- **Instruction 1**
According to the ecological security pattern excerpt, by how many kilometers did the total length of secondary corridors exceed that of primary corridors in 2020?

- **Excerpt provided**
===
Land 2024, 13(11), 1755; https://doi.org/10.3390/land13111755
Submission received: 20 September 2024 / Revised: 23 October 2024 / Accepted: 24 October 2024 / Published: 25 October 2024
(This article belongs to the Special Issue Dynamics of Urbanization and Ecosystem Services Provision II)

Abstract

:
Rapid urbanization has affected ecosystem stability, and the construction of ecological security patterns (ESPs) can rationally allocate resources and achieve ecological protection. Priority evaluation of critical areas can maximize the benefits of ecological protection, which is crucial for sustainable urban development. However, most prior studies have focused on assessing individual elements of the ESP, rarely considering both the protection priority of ecological sources and corridors. We constructed ESPs for the Wuhan Metropolitan Area (WMA) from 2000 to 2020 and evaluated the priority of ecological sources and corridors for protection. The findings indicated that high-level ecological sources exhibited higher overall landscape connectivity and ecosystem service values with lower patch fragmentation. The average area proportions of primary, secondary, and tertiary ecological sources in 2000, 2010, and 2020 were 41.11%, 23.03%, and 29.86%, respectively. High-level ecological corridors had shorter lengths and offered higher comprehensive ecosystem service values. The total length of secondary corridors exceeded that of primary corridors by 1951.19 km, 650.39 km, and 2238.18 km in 2000, 2010, and 2020, respectively. Primary corridors, which connected fragmented and isolated sources, should have their ecological land percentage increased to enhance connectivity. Secondary corridors connected two independent and distant sources, providing the basis for ecological protection in the intervening area, whose surrounding habitats should be protected. This study identifies the ecological protection priority and offers a theoretical basis and practical reference for balancing urban development with ecological protection.

1. Introduction

Rapid urbanization and irrational human activity have affected ecosystem stability and seriously threatened regional ecological security [1]. Ecological problems such as environmental degradation, soil erosion, and increased landscape fragmentation are becoming increasingly prominent [2,3]. Constructing an ecological security pattern (ESP) and enhancing ecological management and protection have remained pivotal approaches to balancing regional development and ecological security [4,5]. However, inevitable conflict exists between urban development and ecological protection, and prioritizing ecological security at the expense of economic growth may not represent an optimal solution. Therefore, effectively allocating resources to maximize ecological security within limited constraints has become a focus in the discourse on urban sustainable development.
===
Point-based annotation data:
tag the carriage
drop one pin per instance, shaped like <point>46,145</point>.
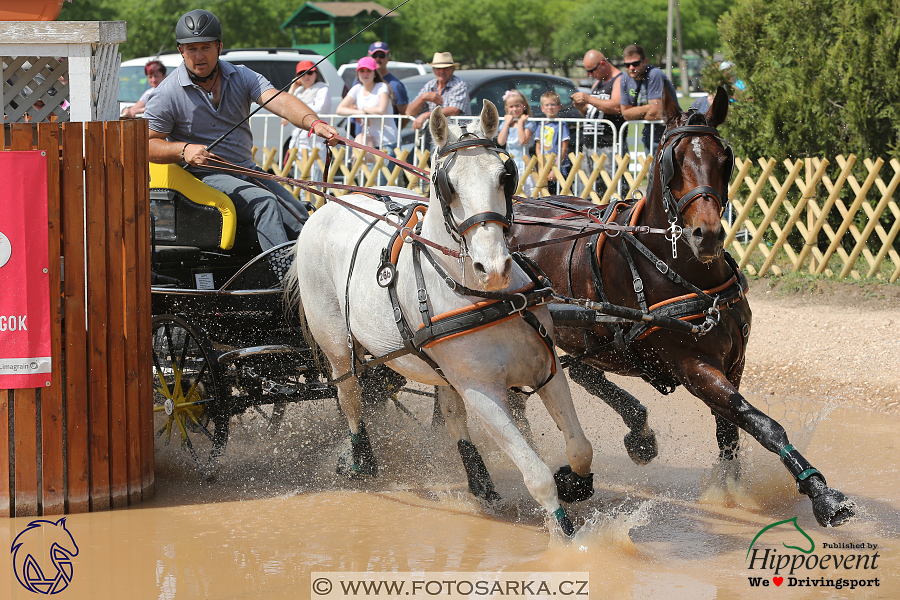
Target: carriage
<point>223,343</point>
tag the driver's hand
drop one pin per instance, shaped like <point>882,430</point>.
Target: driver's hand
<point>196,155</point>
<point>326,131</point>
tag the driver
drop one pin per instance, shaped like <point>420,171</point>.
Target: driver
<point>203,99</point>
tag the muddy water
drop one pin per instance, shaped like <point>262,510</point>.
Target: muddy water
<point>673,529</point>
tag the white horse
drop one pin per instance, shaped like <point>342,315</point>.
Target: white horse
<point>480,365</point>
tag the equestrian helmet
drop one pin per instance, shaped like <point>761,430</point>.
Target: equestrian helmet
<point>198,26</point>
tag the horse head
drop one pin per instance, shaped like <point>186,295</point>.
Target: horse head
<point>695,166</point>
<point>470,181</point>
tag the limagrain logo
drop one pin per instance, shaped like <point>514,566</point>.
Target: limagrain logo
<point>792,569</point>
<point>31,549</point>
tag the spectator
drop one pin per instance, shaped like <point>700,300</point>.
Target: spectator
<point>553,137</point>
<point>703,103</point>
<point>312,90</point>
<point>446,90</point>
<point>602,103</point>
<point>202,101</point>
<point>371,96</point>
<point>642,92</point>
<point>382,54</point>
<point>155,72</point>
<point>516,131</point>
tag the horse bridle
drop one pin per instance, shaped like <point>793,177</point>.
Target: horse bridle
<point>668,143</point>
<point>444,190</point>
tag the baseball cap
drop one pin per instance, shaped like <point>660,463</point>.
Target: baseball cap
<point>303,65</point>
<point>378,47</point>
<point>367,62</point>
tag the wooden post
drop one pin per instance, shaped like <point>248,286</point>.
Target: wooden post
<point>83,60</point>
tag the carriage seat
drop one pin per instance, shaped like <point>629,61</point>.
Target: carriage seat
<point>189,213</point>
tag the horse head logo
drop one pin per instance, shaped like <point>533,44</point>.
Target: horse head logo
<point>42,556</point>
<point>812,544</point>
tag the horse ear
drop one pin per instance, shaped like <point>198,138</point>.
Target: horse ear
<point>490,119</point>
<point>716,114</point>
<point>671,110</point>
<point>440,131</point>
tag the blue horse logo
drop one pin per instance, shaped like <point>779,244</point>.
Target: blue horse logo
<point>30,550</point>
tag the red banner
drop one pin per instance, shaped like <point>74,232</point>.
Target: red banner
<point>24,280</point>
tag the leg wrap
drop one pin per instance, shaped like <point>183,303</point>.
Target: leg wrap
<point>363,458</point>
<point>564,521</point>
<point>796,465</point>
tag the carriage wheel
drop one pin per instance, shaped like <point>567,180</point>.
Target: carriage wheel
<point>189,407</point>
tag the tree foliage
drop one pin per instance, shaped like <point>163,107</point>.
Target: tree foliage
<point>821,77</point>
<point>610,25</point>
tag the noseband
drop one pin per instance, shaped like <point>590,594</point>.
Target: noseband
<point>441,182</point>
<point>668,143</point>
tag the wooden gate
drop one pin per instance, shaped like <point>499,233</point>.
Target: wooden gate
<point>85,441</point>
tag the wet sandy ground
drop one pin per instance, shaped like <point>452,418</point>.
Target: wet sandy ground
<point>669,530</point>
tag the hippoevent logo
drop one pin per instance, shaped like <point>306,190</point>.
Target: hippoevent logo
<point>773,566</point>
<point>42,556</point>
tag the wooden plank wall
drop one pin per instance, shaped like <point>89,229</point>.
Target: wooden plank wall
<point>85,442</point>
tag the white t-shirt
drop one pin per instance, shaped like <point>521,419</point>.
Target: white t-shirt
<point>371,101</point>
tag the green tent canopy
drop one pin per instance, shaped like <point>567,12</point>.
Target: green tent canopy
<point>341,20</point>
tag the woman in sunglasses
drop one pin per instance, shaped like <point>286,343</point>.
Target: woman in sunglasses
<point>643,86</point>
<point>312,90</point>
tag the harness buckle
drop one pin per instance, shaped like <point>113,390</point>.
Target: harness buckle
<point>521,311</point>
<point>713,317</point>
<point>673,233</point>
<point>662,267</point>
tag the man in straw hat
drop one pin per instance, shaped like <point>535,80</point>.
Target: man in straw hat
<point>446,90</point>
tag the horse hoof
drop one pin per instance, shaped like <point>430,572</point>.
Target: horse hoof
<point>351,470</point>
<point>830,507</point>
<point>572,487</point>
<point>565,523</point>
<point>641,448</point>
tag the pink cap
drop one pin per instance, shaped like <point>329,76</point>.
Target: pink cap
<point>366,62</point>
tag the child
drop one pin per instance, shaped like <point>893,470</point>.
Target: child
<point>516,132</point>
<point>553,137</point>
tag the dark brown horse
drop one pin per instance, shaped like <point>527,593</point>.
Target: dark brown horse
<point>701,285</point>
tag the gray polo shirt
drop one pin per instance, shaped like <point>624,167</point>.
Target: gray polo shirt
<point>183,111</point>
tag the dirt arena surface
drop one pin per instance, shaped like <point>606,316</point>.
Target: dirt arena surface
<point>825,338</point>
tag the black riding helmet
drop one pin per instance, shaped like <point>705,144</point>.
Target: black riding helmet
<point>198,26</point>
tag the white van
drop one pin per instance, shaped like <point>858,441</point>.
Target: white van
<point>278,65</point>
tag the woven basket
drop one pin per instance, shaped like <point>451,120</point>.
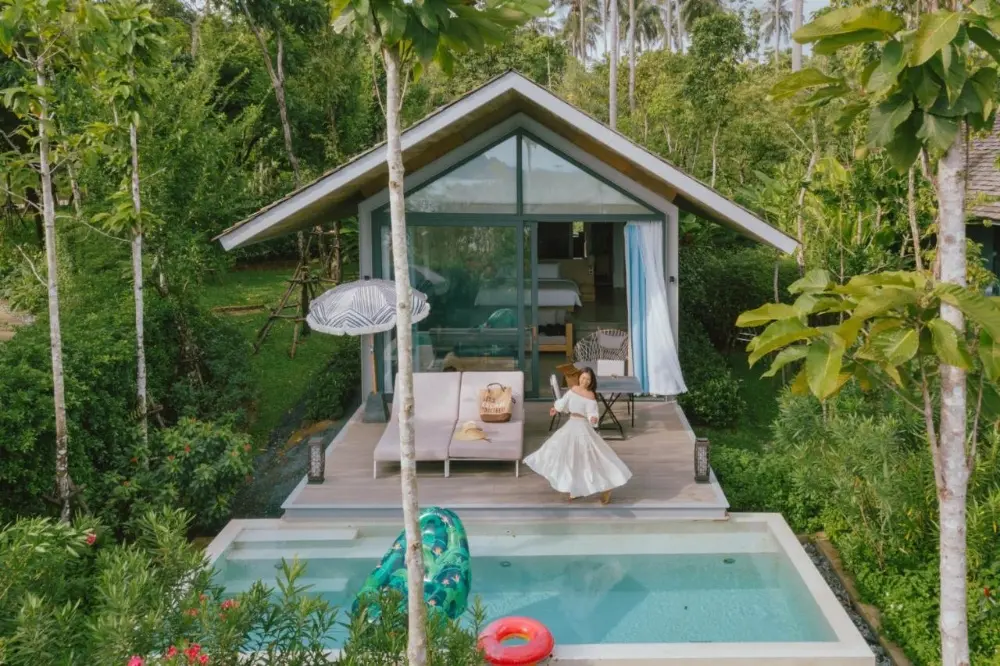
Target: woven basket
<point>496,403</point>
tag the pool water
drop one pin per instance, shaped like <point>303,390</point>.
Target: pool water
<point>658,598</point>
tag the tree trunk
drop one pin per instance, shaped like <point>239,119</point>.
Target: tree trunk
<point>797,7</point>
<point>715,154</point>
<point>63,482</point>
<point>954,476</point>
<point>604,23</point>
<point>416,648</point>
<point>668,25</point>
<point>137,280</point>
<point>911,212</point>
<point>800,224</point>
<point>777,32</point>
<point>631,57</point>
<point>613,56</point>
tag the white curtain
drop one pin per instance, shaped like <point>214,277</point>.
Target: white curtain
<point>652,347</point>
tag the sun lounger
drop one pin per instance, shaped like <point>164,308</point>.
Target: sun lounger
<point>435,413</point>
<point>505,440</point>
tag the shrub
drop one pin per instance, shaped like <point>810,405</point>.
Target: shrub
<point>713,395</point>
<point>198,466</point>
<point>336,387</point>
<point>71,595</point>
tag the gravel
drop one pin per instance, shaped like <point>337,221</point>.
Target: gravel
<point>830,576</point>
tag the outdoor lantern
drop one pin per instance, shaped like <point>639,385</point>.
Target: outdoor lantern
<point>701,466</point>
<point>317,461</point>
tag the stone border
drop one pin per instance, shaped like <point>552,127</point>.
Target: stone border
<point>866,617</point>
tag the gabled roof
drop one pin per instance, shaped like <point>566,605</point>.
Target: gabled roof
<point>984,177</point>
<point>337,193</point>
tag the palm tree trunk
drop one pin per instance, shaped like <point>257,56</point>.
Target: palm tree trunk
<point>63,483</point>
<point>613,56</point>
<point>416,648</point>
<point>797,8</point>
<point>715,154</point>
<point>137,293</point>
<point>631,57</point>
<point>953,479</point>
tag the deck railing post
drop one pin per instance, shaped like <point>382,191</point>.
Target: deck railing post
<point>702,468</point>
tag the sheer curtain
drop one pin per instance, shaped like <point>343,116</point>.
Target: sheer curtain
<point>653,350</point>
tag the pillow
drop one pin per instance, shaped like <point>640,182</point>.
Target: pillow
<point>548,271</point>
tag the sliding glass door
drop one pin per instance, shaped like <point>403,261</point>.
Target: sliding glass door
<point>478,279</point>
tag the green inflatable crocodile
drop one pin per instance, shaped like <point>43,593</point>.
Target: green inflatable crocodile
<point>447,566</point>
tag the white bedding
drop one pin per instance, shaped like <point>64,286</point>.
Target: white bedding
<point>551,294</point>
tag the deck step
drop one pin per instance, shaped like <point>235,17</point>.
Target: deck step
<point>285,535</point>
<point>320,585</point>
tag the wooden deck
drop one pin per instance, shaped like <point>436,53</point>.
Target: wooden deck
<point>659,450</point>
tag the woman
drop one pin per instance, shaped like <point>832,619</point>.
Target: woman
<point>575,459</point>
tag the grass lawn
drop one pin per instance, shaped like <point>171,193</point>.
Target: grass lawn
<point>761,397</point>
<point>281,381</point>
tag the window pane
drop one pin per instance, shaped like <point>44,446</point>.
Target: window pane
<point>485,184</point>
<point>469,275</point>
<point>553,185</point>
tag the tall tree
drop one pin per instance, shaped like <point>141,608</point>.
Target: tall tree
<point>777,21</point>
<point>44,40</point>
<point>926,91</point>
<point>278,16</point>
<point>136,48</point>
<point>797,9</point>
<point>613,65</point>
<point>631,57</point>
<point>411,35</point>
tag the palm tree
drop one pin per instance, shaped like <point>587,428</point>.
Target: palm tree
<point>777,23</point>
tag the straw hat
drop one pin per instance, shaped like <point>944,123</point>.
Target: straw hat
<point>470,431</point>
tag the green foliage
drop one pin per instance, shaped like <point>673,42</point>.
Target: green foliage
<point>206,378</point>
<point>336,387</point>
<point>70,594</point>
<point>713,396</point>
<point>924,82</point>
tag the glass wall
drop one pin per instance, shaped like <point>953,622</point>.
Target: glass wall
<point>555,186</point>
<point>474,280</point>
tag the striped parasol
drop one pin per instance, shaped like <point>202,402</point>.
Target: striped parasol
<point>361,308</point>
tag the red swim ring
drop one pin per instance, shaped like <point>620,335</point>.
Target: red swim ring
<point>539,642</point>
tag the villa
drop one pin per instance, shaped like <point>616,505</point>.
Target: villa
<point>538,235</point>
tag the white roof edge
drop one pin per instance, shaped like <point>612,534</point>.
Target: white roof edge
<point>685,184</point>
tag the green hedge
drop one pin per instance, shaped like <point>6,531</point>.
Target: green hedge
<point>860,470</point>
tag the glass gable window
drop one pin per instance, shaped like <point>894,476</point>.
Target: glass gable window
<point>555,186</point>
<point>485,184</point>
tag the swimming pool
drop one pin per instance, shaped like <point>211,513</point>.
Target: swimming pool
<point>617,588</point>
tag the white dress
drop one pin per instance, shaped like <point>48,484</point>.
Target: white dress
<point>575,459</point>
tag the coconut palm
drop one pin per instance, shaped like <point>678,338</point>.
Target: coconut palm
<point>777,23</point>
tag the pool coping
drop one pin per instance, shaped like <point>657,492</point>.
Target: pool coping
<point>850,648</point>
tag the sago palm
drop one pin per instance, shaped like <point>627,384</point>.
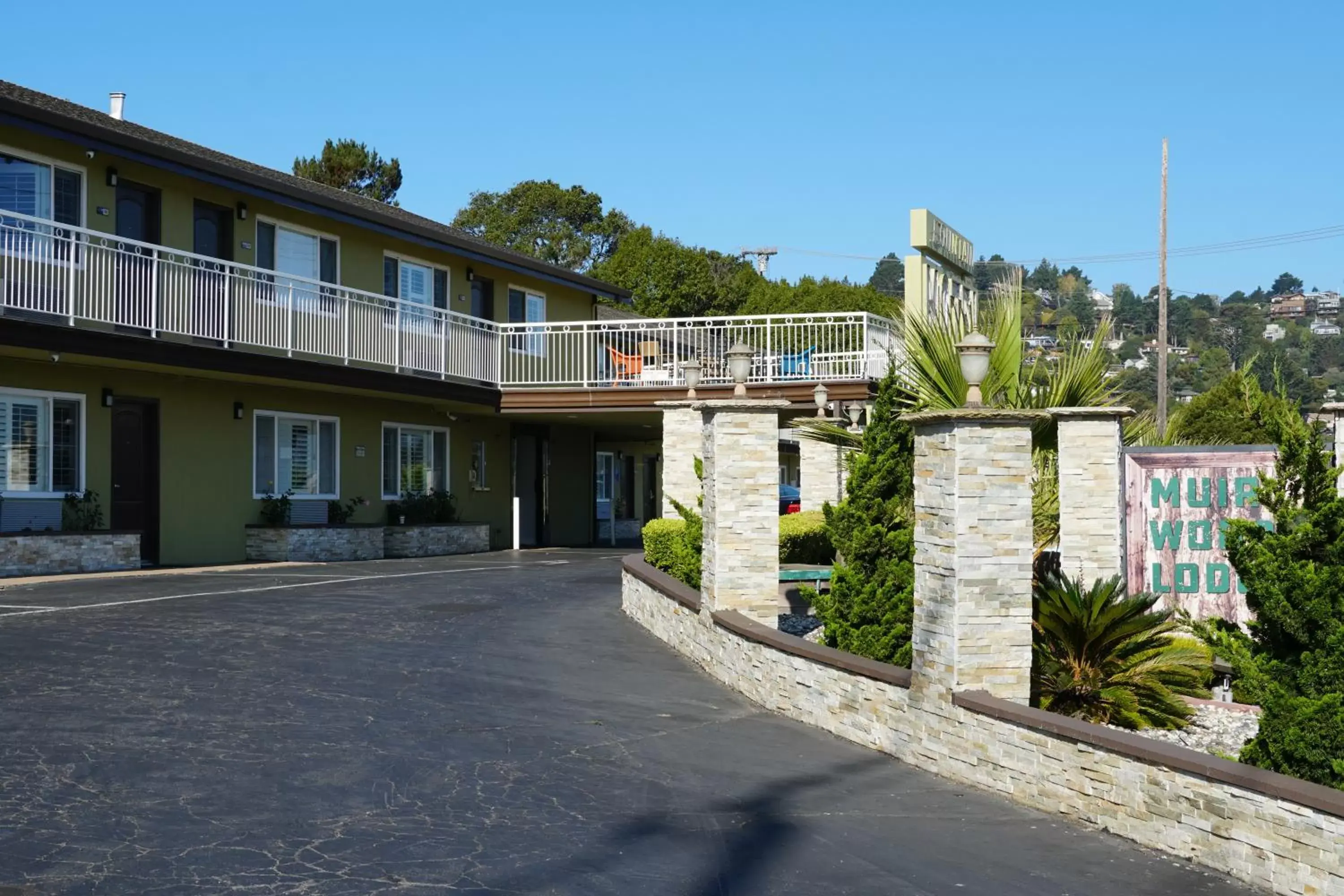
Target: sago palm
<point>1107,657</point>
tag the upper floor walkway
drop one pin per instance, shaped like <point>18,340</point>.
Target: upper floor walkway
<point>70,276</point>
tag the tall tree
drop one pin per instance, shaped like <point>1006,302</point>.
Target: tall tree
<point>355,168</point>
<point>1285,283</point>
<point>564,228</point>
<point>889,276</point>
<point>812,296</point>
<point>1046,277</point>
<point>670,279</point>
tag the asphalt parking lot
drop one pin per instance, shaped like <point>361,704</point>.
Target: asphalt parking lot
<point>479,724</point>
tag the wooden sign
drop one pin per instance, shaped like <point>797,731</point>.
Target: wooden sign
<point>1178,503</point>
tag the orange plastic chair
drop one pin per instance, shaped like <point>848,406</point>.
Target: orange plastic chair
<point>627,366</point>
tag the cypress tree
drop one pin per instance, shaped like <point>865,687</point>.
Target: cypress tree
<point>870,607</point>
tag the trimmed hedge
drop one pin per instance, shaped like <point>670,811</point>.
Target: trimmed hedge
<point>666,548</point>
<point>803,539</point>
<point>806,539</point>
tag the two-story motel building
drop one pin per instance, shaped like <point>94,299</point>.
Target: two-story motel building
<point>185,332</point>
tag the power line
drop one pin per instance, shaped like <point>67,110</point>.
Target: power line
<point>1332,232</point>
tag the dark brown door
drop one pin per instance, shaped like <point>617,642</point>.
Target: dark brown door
===
- **Instruction 2**
Quote the lines of the listing, starting at the line that contains "tag the green foliage" and ending after the line that contains "<point>474,280</point>".

- **Worked solution 1**
2238.18 km

- **Worked solution 2**
tag the green foliage
drop one pin per instance, shaped like <point>673,42</point>.
Target: green foliage
<point>206,378</point>
<point>336,387</point>
<point>70,594</point>
<point>713,396</point>
<point>924,82</point>
tag the glass wall
drop one pin per instance, shaped like <point>953,622</point>.
Target: glass wall
<point>555,186</point>
<point>474,280</point>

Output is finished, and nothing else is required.